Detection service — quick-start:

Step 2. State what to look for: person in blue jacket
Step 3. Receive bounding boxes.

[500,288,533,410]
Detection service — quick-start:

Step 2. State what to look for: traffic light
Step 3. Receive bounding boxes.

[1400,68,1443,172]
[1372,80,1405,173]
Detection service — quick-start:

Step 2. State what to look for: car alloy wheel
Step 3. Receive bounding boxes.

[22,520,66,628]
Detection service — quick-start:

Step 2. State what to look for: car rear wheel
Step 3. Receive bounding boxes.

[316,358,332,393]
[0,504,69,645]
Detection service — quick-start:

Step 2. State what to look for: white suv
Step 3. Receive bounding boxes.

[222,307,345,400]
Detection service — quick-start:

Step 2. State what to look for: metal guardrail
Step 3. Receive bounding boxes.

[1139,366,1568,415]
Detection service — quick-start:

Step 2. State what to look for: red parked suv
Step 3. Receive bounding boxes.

···

◆ **What to produce**:
Change "State what to look for" to "Specify the target" everywhere it occurs in the rows above, and reproduce the rows otherwise unchanged.

◆ **Written answer**:
Detection service — quick-start:

Step 2. Specify the target: person in blue jacket
Step 3. Receive bounding boxes.

[500,288,533,410]
Detection service — quick-start:

Step 2. Specify the target: traffic light
Step 3. Receive bounding boxes.

[1400,68,1443,172]
[1372,80,1405,173]
Detection service — quick-start:

Step 2. Specify the target: car alloy wheel
Step 3. Receive bounding boxes.

[22,520,66,628]
Detection service — quick-start:

Step 2. Specify the target: car rear wheel
Step 3. Receive bounding boxes.

[316,358,332,393]
[0,504,69,645]
Detection service — quick-start:

Step 2. Specify the target: white suv
Step 3. Receive bounding boxes.

[222,307,345,400]
Detection service — quick-start:

Step 2. Specify the target: metal guardrail
Step 3. Receive bounding boxes.

[1139,366,1568,415]
Detection service — quick-start:

Step 2. Specify the target: red parked suv
Step 3. Receive bounding boxes.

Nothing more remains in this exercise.